Task description: Give as output the line that contains "segment **ceiling**, each instance", followed by every remaining line of the entries, unchanged and with nothing added.

======== Extracted records

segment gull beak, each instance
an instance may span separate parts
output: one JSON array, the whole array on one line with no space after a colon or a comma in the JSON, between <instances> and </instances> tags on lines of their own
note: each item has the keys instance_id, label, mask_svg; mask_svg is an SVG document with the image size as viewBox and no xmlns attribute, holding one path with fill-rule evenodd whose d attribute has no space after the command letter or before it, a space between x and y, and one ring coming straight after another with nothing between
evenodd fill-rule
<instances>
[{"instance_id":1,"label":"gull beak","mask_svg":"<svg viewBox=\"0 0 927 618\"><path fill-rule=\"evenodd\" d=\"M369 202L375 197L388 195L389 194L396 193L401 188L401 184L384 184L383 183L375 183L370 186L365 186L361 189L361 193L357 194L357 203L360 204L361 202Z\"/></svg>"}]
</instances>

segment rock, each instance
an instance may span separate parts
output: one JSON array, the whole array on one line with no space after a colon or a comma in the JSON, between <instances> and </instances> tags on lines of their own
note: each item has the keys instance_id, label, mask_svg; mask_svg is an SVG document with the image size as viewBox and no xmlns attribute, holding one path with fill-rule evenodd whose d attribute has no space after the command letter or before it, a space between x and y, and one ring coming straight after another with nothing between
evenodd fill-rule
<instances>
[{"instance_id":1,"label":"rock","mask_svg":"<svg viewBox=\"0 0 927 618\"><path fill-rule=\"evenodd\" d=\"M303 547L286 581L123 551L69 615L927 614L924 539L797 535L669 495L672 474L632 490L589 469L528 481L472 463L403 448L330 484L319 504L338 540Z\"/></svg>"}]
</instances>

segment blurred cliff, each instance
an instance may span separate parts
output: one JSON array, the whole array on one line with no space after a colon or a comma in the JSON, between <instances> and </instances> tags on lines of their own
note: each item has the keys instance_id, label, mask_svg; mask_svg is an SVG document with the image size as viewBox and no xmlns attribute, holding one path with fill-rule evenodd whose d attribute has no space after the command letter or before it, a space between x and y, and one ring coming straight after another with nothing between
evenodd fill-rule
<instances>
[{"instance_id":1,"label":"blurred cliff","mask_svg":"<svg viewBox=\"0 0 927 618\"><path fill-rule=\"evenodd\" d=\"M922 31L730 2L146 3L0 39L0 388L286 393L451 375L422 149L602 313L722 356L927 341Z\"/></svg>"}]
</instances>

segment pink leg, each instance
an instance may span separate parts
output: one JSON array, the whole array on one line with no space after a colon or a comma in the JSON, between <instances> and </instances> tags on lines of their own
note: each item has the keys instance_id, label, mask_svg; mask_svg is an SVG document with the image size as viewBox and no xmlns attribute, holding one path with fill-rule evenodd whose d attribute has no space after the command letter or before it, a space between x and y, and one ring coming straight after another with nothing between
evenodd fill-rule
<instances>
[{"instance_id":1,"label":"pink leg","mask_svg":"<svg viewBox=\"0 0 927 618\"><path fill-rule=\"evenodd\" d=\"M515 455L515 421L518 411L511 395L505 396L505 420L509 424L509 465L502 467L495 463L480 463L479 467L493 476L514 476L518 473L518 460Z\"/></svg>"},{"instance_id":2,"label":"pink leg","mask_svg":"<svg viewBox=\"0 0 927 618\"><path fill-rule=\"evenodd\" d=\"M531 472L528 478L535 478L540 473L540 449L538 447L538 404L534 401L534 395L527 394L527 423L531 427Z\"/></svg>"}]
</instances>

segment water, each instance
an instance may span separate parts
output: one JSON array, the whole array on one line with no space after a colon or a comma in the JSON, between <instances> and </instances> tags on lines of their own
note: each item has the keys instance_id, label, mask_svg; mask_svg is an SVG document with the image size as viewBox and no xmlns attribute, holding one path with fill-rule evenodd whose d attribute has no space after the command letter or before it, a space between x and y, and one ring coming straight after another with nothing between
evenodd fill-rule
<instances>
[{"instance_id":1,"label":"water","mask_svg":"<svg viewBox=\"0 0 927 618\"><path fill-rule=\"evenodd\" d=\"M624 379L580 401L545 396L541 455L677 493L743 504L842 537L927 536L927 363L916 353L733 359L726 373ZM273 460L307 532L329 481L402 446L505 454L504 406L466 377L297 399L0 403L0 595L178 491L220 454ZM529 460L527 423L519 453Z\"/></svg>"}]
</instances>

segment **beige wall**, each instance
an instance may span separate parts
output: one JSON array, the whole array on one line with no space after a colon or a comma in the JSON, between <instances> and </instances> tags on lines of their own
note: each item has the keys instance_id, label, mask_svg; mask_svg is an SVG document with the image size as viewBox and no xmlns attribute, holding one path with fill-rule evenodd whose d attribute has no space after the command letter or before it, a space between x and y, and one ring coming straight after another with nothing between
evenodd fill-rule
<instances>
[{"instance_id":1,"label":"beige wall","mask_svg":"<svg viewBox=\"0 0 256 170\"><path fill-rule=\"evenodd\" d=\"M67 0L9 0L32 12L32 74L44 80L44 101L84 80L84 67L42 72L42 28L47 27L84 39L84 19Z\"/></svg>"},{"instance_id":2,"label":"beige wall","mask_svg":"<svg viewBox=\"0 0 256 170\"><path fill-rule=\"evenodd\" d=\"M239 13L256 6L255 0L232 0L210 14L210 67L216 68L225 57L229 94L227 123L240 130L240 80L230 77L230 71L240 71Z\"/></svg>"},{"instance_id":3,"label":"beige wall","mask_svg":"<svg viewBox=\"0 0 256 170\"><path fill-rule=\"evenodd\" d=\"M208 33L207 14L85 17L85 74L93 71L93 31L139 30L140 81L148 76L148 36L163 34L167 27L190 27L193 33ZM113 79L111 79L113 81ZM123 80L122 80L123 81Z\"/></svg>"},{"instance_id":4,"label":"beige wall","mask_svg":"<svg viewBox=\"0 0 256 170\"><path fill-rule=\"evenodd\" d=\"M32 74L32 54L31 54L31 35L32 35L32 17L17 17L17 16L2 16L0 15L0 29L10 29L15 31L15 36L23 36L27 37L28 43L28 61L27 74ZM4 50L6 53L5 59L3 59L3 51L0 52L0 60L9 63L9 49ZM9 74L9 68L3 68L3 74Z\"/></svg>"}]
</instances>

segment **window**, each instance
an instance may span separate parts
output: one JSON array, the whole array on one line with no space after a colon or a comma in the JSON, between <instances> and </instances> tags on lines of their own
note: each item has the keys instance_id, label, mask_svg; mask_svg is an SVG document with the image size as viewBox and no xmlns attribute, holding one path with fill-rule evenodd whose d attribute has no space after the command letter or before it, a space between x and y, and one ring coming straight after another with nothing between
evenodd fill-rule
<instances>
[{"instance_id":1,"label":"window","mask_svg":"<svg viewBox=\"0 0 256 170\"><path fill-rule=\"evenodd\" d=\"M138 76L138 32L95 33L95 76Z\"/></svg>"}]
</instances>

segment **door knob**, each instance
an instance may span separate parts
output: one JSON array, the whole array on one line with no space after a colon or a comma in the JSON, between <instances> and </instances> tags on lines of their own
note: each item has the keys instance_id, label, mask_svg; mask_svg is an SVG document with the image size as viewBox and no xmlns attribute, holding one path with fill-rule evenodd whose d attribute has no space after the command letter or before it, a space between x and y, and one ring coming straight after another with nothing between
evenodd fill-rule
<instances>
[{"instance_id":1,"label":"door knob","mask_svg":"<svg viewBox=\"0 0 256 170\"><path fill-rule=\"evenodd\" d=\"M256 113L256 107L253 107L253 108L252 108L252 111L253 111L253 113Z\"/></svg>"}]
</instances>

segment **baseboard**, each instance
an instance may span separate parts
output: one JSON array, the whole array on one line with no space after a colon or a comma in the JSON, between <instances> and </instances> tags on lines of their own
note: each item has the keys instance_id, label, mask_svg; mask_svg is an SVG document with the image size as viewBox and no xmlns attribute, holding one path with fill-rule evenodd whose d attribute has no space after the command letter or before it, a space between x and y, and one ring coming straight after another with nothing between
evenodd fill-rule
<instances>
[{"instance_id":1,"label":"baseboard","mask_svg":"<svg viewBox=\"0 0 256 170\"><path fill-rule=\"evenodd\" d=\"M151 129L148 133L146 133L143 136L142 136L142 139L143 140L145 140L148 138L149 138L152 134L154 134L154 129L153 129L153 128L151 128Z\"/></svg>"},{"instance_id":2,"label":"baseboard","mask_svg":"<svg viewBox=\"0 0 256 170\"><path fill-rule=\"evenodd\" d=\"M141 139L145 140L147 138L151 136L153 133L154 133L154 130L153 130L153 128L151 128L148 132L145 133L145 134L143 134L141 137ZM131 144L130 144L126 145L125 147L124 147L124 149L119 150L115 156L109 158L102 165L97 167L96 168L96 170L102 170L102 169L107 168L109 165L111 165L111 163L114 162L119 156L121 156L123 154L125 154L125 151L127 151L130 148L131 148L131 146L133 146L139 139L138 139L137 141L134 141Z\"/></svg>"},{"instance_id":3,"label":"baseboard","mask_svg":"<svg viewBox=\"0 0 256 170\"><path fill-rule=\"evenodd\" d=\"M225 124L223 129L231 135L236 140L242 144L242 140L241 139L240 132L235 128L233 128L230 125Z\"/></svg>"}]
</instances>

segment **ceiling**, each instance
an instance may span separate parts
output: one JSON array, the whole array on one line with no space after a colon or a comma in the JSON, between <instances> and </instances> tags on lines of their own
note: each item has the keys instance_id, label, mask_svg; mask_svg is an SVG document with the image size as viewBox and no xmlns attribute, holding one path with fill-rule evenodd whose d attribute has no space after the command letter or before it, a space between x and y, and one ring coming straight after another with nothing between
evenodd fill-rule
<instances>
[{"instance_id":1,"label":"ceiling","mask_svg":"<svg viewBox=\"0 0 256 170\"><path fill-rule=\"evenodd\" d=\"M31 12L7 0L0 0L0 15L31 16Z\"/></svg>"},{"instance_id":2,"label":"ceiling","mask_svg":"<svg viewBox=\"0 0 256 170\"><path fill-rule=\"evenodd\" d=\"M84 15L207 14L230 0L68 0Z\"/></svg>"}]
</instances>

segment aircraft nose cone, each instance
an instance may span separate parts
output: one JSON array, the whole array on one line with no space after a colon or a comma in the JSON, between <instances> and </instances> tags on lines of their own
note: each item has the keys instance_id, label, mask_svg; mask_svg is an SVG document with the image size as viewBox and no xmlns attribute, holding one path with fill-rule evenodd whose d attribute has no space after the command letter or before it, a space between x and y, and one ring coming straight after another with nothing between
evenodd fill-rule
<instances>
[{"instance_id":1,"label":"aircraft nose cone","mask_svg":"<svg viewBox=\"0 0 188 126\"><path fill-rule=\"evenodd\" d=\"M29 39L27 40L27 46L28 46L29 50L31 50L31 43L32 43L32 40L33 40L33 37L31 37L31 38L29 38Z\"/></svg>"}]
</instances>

================

Completed task:
segment **ceiling**, each instance
an instance may span separate parts
output: one JSON array, the whole array on one line with no space after a colon or a comma in the JSON, between <instances> and </instances> tags on lines of their own
note: each item has the keys instance_id, label, mask_svg; mask_svg is an SVG document with the image size as viewBox and no xmlns attribute, holding one path with fill-rule evenodd whose d attribute has no space after the command letter or before it, a space between x and y, and one ring coming straight after another with nothing between
evenodd fill-rule
<instances>
[{"instance_id":1,"label":"ceiling","mask_svg":"<svg viewBox=\"0 0 256 170\"><path fill-rule=\"evenodd\" d=\"M31 12L7 0L0 0L0 15L31 16Z\"/></svg>"},{"instance_id":2,"label":"ceiling","mask_svg":"<svg viewBox=\"0 0 256 170\"><path fill-rule=\"evenodd\" d=\"M84 15L207 14L230 0L68 0Z\"/></svg>"}]
</instances>

segment aircraft nose cone, each instance
an instance may span separate parts
output: one JSON array, the whole array on one line with no space after a colon or a comma in the JSON, between <instances> and </instances> tags on lines of their own
note: each item has the keys instance_id, label, mask_svg; mask_svg is an SVG document with the image size as viewBox and no xmlns attribute, holding one path with fill-rule evenodd whose d attribute has no space after the command letter or before it, a space between x and y, and one ring coming straight after another with nothing between
evenodd fill-rule
<instances>
[{"instance_id":1,"label":"aircraft nose cone","mask_svg":"<svg viewBox=\"0 0 188 126\"><path fill-rule=\"evenodd\" d=\"M29 39L27 40L27 46L28 46L29 50L31 50L31 43L32 43L32 40L33 40L33 37L31 37L31 38L29 38Z\"/></svg>"}]
</instances>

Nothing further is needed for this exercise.